- _INSTRUCTIONS TO FOLLOW_
Retype each of the records below exactly as it appears, with nothing added or left out.

--- start ---

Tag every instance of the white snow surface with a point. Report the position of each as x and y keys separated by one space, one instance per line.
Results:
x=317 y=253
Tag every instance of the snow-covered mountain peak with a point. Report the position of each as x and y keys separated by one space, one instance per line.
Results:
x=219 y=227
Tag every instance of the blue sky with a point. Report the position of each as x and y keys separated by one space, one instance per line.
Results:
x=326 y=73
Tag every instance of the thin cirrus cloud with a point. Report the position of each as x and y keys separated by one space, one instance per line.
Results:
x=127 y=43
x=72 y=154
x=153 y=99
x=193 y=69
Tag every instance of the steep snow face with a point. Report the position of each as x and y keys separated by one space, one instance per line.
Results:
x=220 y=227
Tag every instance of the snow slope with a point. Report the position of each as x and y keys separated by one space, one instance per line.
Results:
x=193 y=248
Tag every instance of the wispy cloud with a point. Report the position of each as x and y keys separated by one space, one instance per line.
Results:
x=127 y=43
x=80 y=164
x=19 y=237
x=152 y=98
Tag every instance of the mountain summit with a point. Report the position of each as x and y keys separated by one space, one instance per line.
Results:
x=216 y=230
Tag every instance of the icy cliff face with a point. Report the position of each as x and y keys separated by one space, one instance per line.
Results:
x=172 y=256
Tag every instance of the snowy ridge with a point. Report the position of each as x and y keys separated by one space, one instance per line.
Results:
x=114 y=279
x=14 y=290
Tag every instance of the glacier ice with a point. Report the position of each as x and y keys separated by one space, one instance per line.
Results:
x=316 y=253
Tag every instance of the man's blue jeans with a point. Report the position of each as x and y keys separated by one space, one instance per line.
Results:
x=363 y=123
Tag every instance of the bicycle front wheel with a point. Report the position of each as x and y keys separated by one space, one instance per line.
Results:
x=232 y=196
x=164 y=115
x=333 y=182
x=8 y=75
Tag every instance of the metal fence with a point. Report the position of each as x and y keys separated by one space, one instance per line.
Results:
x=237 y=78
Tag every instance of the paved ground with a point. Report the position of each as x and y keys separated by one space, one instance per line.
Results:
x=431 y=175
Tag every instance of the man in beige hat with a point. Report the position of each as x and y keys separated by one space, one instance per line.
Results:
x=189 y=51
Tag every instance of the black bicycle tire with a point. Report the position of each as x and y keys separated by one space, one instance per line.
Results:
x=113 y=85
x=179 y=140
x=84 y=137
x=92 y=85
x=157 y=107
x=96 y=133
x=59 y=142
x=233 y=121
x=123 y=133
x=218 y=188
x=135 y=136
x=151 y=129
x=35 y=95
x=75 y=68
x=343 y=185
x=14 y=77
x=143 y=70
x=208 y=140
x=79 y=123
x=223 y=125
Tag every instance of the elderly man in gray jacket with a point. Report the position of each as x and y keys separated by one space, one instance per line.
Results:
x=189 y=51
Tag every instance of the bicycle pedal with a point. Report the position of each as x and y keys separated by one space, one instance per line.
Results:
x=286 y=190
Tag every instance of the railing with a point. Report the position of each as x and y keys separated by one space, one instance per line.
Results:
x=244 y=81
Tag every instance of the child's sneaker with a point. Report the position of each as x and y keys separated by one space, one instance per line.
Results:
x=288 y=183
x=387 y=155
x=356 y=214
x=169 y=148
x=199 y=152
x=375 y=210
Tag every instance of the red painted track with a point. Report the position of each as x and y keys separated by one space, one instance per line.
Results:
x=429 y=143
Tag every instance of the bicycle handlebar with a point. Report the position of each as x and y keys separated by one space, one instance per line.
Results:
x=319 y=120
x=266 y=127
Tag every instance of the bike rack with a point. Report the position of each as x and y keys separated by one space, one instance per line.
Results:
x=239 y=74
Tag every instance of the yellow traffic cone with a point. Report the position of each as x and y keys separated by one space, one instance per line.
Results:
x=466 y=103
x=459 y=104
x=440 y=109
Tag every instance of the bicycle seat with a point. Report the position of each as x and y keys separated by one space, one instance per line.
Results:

--- end ---

- _OUTPUT FOR THIS EXERCISE_
Tag every instance of the white snow surface with a point. Report the position of each as x and y keys separated by one space, one instance per line.
Results:
x=317 y=253
Tag every instance of the snow-covered mountain peak with a point. Report the position of each as x and y keys separated by one space, one instance per line.
Results:
x=219 y=227
Tag every instance of the blue sky with a point. Report the position of each as x and y keys separated by one space, one instance per line.
Results:
x=326 y=73
Tag every instance of the thin cirrus cloud with a point. Report the position of each as x and y keys separated by one space, one instance per line.
Results:
x=127 y=43
x=72 y=154
x=153 y=99
x=193 y=69
Tag every instance of the steep snow face with a point. Report the position of each as x and y keys separated by one space, one instance per line.
Results:
x=220 y=227
Tag every instance of the snow slope with a point. Report the position of each as x and y keys separated by one space, one instance per line.
Results:
x=193 y=248
Tag every instance of the wispy cloud with a point. Report the position of each as x and y keys separated by one space, one instance per line.
Results:
x=127 y=43
x=80 y=164
x=19 y=237
x=152 y=98
Tag every instance of the mountain summit with a point. Report the position of each as x and y keys separated by one space, one instance per line.
Results:
x=216 y=230
Tag every instance of the icy cliff face with a point. Report the position of each as x and y keys separated by one space, one instance per line.
Results:
x=172 y=256
Tag every instance of the snowy ridge with a point. Report the position of each as x and y keys separated by one space, one instance per line.
Results:
x=114 y=279
x=14 y=290
Tag every instance of the glacier ice with a point. Report the position of each as x and y keys separated by one space, one instance per line.
Results:
x=316 y=253
Tag every instance of the man's blue jeans with a point. Report the position of each as x and y keys separated by one space, one instance per line.
Results:
x=363 y=123
Tag every instance of the bicycle front wheel with a point. Report the position of each as x and y keys separated by one space, one instance per line.
Results:
x=232 y=196
x=164 y=115
x=333 y=182
x=8 y=75
Tag every instance of the metal fence with a point. Report the position of each as x and y keys separated by one space, one instance per line.
Results:
x=237 y=78
Tag every instance of the paved ground with a point. Report the position of each as x and y keys separated by one space, one instance per line.
Results:
x=431 y=175
Tag every instance of the man in beige hat with a point. Report the position of each as x and y keys separated by one space, one instance per line.
Results:
x=189 y=51
Tag every instance of the black bicycle tire with a point. Report the position of each as x and y keys separated by one space, one instance per line.
Results:
x=113 y=85
x=179 y=140
x=84 y=137
x=92 y=85
x=157 y=107
x=96 y=133
x=59 y=142
x=233 y=121
x=123 y=133
x=218 y=188
x=135 y=136
x=151 y=129
x=35 y=95
x=75 y=68
x=343 y=185
x=14 y=77
x=143 y=70
x=208 y=140
x=79 y=123
x=223 y=125
Tag every instance of the elderly man in gray jacket with a point. Report the position of each as x and y keys separated by one space, one instance per line.
Results:
x=189 y=51
Tag every instance of the bicycle pedal with a point. Report the position of each as x and y keys separated by one space, one instance per line.
Results:
x=286 y=190
Tag every instance of the railing with a point. Report the position of each as x and y keys separated by one space, one instance per line.
Results:
x=244 y=81
Tag every instance of the child's sneaker with a point. Report the position of each as x and y keys separated by one space, one instance per line.
Results:
x=288 y=183
x=387 y=155
x=356 y=214
x=169 y=148
x=199 y=152
x=375 y=210
Tag every instance of the red painted track with a point. Report the position of each as x and y keys separated by one space, one instance per line.
Results:
x=429 y=143
Tag every instance of the bicycle handlebar with a point. Report the position of each as x and y keys separated by one space, one instance per line.
Results:
x=319 y=120
x=266 y=127
Tag every instance of the bike rack with a point. Report the position of each as x and y keys separated by one space, one instance per line.
Results:
x=239 y=74
Tag every instance of the yellow traffic cone with a point. Report the position of each as x and y keys separated by one space, one instance per line.
Results:
x=466 y=103
x=459 y=104
x=440 y=109
Tag every instance of the bicycle seat with a point. Report the position of each as x and y keys separated by one space, one instance per line.
Results:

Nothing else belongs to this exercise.